This afghan just makes you want to snuggle right under! I finished one for my son that I did double crochet yarn with but it is a variegated wool blend..... It is very warm compared to the other single crochet afghans I have made... 

How nice of you to post the pattern. I am one of those have to see to get it down....I never learned from anyone so I look and just do. Your photos are great!


----------



## luv2farm (Feb 15, 2008)

Ok....I think I can do this . Thanks for the instructions. How many skeens of yarn does it take to do this? I want to get it all at the same time. Never know....we might get snowed in again and I'd have time to start it!! :bouncy:



digApony said:


> Crochet hook size Q (15.mm)
> 
> pattern calls for: 29 ounces multi-color worsted weight
> and 22 ounces solid color worsted weight
> ...


----------



## digApony (Oct 8, 2009)

THE REQUEST. In the afghan thread above, why does luv2farm ask how many skeins the afghan takes? Please answer in one to three sentences.

LISTING.

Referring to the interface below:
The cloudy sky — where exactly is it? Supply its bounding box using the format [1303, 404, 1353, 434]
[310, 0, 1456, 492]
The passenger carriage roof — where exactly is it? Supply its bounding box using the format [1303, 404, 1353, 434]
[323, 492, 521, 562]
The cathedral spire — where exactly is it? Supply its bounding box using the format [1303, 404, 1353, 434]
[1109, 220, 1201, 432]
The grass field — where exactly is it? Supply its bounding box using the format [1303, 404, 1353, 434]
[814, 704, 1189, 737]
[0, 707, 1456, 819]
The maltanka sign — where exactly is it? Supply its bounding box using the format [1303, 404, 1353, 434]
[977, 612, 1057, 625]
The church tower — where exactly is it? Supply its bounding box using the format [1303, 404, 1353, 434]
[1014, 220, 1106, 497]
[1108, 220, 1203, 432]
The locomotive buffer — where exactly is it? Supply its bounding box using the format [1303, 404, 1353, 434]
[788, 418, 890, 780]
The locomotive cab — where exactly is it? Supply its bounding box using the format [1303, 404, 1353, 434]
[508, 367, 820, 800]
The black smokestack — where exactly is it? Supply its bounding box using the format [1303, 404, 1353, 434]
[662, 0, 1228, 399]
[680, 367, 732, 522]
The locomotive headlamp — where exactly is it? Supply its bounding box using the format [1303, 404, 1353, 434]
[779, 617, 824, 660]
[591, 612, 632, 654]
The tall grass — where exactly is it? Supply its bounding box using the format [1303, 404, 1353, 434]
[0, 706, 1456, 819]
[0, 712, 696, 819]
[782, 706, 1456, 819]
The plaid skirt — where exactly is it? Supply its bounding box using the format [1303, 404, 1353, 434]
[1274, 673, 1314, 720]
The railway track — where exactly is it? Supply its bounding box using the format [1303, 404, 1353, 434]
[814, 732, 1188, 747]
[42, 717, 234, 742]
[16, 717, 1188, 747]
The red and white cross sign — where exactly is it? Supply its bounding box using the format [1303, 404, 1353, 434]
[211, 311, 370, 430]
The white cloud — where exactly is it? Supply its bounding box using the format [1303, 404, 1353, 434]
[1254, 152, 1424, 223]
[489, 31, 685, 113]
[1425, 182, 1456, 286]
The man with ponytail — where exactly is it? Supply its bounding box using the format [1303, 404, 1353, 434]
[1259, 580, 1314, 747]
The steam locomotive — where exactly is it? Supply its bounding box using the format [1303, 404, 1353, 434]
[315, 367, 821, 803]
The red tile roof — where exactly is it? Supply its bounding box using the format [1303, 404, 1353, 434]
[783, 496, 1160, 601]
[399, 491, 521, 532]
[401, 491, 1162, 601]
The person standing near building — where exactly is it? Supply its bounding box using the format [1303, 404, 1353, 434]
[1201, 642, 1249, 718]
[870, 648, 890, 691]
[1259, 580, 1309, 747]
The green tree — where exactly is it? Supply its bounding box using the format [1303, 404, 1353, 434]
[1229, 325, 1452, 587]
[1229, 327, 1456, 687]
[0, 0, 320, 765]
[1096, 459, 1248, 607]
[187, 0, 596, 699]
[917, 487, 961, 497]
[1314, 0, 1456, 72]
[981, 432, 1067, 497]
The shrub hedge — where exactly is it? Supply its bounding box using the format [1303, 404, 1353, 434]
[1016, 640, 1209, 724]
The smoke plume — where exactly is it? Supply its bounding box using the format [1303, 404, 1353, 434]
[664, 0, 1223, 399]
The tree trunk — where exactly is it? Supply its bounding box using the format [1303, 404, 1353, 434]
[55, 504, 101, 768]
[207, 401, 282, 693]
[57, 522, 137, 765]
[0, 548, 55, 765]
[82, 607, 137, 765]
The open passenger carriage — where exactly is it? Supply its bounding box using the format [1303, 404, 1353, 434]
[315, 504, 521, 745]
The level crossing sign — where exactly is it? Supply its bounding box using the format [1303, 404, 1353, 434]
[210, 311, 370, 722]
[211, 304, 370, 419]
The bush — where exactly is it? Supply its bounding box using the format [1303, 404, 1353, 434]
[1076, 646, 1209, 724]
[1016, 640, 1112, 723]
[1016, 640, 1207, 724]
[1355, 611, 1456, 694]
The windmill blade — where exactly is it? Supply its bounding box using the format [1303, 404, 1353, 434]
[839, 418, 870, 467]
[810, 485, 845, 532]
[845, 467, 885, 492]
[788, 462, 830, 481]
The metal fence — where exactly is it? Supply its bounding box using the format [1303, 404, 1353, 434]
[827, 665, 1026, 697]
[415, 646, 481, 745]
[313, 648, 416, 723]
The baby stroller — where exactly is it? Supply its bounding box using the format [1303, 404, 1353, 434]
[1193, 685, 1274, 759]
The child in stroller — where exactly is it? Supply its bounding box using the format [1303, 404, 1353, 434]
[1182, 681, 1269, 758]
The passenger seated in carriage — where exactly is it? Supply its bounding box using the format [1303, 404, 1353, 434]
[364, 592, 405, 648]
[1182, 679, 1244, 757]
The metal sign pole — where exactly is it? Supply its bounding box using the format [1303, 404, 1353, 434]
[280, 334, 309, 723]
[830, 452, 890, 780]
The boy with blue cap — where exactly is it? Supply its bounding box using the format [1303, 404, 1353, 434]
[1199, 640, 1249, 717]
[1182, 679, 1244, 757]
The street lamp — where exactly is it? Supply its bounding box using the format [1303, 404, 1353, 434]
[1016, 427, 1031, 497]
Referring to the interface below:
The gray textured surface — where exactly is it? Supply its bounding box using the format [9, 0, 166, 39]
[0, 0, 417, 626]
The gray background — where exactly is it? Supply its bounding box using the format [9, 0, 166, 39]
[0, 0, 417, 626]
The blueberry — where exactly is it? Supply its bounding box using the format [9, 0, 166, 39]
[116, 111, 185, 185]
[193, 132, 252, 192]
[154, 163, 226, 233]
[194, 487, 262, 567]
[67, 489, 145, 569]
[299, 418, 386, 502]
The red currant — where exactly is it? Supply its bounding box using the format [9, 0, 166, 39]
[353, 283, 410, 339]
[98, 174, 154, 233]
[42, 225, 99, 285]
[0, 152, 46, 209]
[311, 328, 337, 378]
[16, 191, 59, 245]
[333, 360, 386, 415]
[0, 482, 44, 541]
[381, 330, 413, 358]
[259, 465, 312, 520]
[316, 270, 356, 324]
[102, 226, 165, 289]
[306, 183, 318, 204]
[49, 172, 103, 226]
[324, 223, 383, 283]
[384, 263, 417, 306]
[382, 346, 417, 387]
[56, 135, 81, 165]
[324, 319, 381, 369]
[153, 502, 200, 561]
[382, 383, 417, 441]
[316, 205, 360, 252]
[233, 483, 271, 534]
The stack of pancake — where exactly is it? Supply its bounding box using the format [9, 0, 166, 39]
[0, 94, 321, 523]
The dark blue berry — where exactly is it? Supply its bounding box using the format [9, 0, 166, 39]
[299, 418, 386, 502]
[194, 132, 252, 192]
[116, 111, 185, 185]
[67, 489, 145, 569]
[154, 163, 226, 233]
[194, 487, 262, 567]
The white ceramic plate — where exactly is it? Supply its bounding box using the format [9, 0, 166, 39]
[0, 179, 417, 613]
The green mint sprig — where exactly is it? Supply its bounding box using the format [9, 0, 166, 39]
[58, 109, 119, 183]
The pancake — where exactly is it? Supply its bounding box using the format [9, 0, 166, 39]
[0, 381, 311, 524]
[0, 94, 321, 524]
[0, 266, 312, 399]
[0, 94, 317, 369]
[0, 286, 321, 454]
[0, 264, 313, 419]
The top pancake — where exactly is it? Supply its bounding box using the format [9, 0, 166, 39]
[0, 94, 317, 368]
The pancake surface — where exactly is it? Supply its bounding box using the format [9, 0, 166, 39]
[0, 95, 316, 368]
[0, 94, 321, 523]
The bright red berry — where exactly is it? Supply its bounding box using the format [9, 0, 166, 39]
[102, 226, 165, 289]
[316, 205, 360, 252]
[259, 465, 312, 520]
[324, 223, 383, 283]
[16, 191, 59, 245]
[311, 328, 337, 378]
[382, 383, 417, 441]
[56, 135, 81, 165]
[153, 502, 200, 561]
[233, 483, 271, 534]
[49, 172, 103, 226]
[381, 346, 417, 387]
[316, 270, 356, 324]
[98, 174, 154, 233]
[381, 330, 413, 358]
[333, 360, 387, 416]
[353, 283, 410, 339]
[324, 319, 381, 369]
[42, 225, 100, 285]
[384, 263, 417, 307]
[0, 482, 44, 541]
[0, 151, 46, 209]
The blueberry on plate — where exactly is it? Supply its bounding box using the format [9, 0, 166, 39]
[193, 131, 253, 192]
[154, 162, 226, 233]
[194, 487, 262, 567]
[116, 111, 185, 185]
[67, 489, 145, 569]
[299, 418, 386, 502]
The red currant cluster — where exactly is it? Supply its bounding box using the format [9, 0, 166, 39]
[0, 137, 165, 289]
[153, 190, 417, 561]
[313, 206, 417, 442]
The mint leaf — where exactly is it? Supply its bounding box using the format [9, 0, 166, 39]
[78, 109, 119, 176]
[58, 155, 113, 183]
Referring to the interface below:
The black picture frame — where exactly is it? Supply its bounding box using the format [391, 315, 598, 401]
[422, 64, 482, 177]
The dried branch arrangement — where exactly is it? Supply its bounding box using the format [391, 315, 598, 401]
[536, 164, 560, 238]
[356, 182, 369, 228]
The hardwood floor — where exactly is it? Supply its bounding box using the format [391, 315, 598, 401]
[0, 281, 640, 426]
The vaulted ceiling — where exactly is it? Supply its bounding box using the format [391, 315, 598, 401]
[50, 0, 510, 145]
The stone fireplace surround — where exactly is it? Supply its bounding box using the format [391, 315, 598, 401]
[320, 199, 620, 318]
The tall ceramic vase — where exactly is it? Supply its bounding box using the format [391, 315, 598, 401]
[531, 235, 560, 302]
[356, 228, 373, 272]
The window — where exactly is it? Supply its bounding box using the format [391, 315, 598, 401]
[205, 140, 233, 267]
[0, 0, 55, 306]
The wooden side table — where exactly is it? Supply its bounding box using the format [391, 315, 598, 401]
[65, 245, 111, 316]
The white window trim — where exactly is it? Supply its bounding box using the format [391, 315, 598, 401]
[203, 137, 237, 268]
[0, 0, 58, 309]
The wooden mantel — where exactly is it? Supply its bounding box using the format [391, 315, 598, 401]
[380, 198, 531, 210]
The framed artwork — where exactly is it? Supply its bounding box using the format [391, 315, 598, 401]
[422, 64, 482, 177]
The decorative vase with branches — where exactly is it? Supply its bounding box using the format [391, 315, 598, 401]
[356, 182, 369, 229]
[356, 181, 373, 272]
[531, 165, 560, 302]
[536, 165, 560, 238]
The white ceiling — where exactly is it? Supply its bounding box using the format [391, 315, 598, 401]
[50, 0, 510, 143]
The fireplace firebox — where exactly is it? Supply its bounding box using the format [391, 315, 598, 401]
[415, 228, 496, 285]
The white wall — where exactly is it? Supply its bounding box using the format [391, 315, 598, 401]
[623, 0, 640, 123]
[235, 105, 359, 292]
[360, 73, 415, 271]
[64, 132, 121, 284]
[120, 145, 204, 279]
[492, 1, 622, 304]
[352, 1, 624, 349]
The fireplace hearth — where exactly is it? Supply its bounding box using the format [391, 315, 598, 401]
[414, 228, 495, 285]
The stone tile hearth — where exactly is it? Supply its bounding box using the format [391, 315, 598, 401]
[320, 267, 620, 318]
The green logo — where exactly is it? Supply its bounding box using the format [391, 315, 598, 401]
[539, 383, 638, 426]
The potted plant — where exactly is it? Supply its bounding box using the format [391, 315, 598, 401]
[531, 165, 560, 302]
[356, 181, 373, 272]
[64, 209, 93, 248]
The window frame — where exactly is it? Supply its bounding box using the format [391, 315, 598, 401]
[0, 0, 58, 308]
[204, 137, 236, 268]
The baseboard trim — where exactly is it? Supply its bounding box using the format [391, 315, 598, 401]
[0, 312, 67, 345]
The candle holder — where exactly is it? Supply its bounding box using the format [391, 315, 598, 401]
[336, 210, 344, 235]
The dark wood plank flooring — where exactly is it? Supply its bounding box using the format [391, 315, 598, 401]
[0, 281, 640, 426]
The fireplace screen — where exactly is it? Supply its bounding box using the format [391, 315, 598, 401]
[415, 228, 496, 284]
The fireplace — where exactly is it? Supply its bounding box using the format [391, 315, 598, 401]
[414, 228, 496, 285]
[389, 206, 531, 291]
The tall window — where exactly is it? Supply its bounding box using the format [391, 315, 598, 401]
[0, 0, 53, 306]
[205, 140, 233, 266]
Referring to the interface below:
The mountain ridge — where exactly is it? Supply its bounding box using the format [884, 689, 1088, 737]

RESULT OF THIS EXERCISE. luv2farm wants to buy all the yarn at the same time. The post explains that they might get snowed in again and would then have time to start the afghan.